▶ Try it: Please write out, word for word, the stretch of items from their start through the line that contains "box: [295, 169, 313, 185]", including that line.

(Saved data entries)
● ● ● ● ● ● ●

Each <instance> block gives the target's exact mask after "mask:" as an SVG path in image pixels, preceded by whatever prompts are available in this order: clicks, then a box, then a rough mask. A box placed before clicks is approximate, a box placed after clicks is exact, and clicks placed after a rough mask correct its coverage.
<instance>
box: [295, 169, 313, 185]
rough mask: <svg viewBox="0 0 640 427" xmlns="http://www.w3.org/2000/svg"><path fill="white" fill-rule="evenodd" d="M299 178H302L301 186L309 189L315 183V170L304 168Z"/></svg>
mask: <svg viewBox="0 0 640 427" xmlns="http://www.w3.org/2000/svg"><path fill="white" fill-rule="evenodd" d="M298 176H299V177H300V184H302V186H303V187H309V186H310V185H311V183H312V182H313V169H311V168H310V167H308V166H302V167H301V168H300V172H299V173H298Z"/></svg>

● ● ● ● ● ● ●

▶ Exercise result:
Each <instance> block gives the target's exact mask after "mask:" as an SVG path in image pixels, preceded by whatever prompts are available in this order: clicks, then a box, then a rough mask. A box placed before clicks is approximate, a box placed after clicks is exact, and clicks placed after a rough mask correct its coverage.
<instance>
box: [295, 169, 313, 185]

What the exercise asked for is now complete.